=== READING TEXT ===
IT Purchases (50% difference drawing down over 12 months) – software, hardware, and SaaS solutions provided out of the US will be affected by an unfavourable exchange rate in the short term, but this may improve over the next 12 months.
IT Personnel (+7%) – while it’s not set in stone, the year-on-year CPI increase of 7% gives an indication of what your IT staff may expect to happen to their wages in the new financial year.
Electricity bills (+20%) – unless you can replace your power provider with 100% renewables (or outsource the vast majority of your compute costs), you can expect your IT department’s power bill to increase by around 20% in the short to medium term.
InfoSec (stable, must-have) – according to our IT budget calculations for 2023, you should prepare your organisation to spend at least $150 per month per user on cybersecurity. This amount is an average and does not consider extra measures required by data sovereignty or any requirements that enable you to work directly with government agencies.
Windows Server 2012 EOL (varies) – clients who migrate workloads to Azure will have access to Extended Security Updates for SQL Server 2012, Windows Server 2012, and 2012 R2 for three years after the End of Support dates for no additional charge above the cost of running the virtual machine. Eligible on-prem customers can also purchase Extended Security Updates for their on-premises environment. Licenses are sold in two core packs for SQL Server and 16 core packs for Windows Server 2012. Please see the official Microsoft announcement for the full range of options and pricing.
Cloud solutions could enable “deflationary” IT – in an inflationary economy, any inputs that maintain or offer lower rates can have a “deflationary” impact on an organisation’s budget – allowing the organisation to postpone or even dismiss increasing its rates.
Given these factors, some cloud solutions can be considered a deflationary force. In an economy undergoing a period of inflation, larger cloud providers are generally holding their rates steady – with some even offering discounts for ongoing contracts. The methods used to keep these rates low include extending hardware lifecycles, investing in sustainable energy to reduce reliance on fossil fuels (and their price fluctuations) and restrained hiring practices.
=== DATA PROVIDED ===
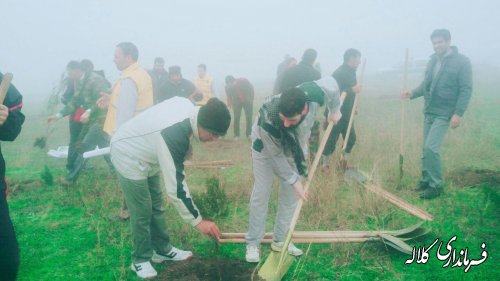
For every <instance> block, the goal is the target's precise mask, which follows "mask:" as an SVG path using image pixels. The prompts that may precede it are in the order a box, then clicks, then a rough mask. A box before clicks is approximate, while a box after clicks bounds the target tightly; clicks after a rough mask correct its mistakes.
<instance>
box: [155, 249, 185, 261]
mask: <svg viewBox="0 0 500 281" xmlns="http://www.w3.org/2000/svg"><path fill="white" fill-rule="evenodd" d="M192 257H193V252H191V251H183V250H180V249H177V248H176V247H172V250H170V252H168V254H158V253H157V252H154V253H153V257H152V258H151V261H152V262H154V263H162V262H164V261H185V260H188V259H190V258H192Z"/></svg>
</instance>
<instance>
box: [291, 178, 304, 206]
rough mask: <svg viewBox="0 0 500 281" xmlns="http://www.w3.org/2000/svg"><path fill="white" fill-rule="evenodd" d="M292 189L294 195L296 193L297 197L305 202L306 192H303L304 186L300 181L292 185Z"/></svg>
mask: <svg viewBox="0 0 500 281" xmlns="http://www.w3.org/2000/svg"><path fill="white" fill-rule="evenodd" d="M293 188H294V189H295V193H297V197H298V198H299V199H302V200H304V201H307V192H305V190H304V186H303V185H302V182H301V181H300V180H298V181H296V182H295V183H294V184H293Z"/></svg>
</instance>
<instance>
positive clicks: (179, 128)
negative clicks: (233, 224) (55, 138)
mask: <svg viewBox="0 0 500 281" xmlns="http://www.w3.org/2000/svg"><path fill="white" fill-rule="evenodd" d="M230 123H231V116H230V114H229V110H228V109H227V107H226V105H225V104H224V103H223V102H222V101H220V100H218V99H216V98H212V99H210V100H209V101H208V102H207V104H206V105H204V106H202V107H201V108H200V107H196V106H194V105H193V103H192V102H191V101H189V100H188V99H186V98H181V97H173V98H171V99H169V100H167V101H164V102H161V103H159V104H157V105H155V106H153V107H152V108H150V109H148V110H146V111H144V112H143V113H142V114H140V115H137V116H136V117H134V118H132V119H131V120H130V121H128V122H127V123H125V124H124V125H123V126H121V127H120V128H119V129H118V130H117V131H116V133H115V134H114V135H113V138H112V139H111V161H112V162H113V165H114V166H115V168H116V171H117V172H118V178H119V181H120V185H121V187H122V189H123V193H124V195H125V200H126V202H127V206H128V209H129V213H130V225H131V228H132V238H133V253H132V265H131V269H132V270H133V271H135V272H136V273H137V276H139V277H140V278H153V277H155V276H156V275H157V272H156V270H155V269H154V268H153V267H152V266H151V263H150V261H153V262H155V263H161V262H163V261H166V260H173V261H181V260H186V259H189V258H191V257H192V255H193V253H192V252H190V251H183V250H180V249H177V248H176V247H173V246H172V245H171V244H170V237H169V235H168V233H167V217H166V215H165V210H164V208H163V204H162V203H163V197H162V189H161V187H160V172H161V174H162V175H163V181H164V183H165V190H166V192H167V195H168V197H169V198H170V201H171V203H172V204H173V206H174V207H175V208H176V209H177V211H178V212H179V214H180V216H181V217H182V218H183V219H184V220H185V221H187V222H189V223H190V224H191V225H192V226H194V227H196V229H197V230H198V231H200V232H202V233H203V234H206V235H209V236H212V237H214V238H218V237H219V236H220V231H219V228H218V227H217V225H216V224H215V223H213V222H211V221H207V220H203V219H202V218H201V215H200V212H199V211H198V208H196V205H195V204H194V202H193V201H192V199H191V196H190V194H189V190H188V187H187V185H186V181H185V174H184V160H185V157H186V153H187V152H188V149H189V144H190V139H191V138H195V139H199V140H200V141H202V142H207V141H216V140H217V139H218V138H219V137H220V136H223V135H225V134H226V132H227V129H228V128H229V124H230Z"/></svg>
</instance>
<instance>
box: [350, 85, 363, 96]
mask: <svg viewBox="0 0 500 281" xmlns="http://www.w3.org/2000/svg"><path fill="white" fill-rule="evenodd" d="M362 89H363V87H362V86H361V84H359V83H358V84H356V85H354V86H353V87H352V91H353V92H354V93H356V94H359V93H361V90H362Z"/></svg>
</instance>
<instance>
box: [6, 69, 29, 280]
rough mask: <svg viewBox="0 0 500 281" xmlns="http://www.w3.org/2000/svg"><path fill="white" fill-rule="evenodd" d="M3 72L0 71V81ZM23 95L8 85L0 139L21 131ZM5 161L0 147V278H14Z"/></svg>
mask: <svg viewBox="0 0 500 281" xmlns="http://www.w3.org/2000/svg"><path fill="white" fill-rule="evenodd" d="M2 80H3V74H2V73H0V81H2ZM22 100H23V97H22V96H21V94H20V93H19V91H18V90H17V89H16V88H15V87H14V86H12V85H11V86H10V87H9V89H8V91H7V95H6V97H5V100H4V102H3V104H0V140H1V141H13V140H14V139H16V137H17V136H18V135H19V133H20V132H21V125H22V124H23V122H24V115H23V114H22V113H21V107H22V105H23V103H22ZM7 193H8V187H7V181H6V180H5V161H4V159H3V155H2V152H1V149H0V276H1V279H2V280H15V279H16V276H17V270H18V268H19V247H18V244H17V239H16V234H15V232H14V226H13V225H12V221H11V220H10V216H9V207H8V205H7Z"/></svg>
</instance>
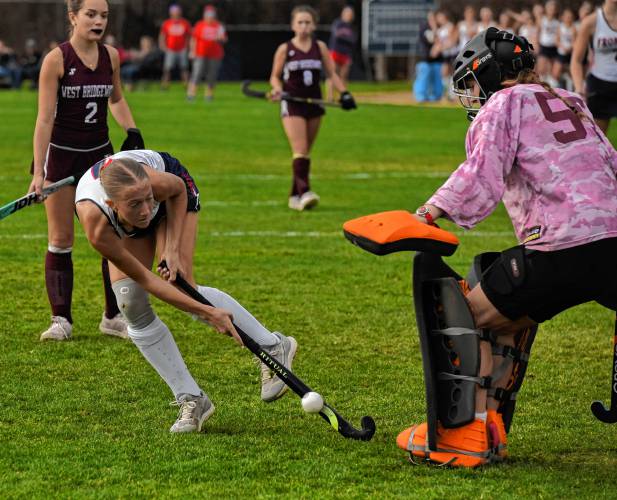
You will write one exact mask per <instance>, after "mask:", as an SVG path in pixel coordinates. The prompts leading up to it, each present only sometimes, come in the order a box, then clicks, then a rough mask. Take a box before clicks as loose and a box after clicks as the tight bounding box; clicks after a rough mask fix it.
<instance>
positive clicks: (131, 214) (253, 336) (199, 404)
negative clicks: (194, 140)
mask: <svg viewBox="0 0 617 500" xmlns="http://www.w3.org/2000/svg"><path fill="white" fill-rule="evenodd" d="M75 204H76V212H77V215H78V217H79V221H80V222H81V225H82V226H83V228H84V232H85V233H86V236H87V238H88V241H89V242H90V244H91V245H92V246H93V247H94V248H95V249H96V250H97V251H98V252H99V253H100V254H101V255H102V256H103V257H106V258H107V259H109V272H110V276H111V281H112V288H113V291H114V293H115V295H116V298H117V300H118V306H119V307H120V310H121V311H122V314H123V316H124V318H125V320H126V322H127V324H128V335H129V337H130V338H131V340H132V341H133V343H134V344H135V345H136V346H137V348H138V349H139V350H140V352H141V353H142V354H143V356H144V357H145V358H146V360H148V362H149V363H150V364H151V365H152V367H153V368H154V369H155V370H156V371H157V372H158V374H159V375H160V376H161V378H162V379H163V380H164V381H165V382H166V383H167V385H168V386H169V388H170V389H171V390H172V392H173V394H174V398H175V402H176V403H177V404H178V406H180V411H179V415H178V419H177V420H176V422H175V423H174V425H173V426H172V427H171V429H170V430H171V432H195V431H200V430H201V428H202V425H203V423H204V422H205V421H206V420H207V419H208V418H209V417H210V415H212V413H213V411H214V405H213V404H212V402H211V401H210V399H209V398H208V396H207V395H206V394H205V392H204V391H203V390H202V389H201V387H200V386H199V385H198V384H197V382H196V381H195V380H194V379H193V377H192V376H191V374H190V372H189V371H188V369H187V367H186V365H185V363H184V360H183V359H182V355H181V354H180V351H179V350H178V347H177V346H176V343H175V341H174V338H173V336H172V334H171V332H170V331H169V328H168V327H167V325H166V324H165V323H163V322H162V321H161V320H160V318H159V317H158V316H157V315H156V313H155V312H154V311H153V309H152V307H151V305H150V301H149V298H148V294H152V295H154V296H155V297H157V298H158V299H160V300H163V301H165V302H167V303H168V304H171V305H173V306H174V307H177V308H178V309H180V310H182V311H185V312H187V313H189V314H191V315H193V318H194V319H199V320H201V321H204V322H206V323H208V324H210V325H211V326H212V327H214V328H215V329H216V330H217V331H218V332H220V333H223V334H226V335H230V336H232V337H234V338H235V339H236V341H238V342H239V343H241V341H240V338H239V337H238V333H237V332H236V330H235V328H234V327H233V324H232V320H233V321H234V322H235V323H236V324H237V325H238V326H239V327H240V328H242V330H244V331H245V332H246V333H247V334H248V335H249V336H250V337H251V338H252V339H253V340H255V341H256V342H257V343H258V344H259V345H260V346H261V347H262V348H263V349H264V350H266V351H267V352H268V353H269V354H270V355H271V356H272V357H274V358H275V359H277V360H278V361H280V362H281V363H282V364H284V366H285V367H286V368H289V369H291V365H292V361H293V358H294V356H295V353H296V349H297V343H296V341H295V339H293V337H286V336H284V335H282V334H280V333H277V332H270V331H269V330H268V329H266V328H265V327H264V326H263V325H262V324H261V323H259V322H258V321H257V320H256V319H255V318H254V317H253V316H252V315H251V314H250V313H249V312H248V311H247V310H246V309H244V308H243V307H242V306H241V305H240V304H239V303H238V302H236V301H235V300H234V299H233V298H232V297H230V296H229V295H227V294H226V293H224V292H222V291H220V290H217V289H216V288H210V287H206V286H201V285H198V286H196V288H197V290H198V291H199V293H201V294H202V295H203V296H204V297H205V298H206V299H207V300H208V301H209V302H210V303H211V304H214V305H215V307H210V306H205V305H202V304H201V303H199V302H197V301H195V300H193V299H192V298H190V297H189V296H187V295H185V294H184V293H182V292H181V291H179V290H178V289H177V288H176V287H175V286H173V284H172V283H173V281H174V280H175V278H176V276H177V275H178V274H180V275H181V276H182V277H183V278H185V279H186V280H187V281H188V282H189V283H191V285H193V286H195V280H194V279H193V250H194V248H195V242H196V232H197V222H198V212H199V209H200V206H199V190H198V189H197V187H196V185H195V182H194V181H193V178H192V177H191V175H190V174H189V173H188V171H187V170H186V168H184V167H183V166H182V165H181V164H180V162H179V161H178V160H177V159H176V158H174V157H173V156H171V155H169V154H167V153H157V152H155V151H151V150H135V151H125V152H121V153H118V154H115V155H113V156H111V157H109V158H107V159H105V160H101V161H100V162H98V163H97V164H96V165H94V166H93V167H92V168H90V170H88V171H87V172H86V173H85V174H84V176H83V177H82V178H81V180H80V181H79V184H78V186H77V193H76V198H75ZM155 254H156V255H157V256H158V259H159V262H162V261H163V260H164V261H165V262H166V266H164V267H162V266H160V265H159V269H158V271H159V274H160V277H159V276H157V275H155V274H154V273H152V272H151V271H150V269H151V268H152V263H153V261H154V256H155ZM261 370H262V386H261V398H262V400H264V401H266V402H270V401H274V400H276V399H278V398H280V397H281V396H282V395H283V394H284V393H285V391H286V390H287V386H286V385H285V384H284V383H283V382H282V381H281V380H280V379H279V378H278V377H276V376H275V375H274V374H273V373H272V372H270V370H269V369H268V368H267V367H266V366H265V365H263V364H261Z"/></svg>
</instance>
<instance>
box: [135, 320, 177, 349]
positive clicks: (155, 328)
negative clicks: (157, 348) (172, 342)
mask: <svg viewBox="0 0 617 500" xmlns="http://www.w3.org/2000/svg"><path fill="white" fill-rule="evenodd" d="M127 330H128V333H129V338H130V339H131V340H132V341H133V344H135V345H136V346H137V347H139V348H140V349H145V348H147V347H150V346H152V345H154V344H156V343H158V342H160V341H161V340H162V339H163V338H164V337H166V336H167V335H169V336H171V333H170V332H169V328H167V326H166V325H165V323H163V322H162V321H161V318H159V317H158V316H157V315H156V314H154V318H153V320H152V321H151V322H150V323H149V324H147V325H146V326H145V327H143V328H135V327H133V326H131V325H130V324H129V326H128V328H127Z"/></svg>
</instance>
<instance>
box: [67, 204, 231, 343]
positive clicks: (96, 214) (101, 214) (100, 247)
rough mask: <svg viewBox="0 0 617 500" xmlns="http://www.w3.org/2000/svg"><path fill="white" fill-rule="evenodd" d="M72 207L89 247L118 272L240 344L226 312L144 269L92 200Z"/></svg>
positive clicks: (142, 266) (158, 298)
===
» ASSIGNMENT 1
Decide whether each statement agrees with the text on IT budget pressures, answering yes or no and quoting the words of the text that settle it. (a) The IT department's power bill is expected to rise by about 20%. (b) The $150 per month per user cybersecurity figure includes extra measures required by data sovereignty. (c) Extended Security Updates licenses for Windows Server 2012 are sold in two core packs.
» ASSIGNMENT 2
Write the next part of the text on IT budget pressures, starting after its final sentence.

» ANSWER BOX 1
(a) Yes: "you can expect your IT department’s power bill to increase by around 20% in the short to medium term"
(b) No: "does not consider extra measures required by data sovereignty"
(c) No: "16 core packs for Windows Server 2012"

» ANSWER BOX 2
For organisations transitioning from on-prem-managed IT infrastructure to cloud-managed environments, the promise of lower (or at least stabilised) rates is very tempting – especially coupled with the possibility of automation tools that cloud solutions can offer. Eventually, these prices will increase – but in the next financial year, longer contracts at unchanged prices can help to lock in deflationary savings – if you can successfully manage the risk of underutilisation.
Digital transformation – the COVID-19 pandemic accelerated a shift towards using IT as a transformative catalyst, compelling businesses to examine digital solutions that could help them reimagine workflow efficiencies. Examples include serverless computing for scalability and agility, SharePoint for remote collaboration, workflow automation, and AI to empower data-driven decision-making.
Your IT budget will need to consider a wide range of changes in the next financial year, and the impact these fluctuations can have aren’t always immediately apparent. While it’s tempting to simply cut costs and hope to ride out market frictions, your organisation does so at the expense of potentially missed opportunities. Your IT department remains one of the best ways to enable efficiencies through automation and collaborations, and investing in these areas can help shore up your workflows both now and in the future.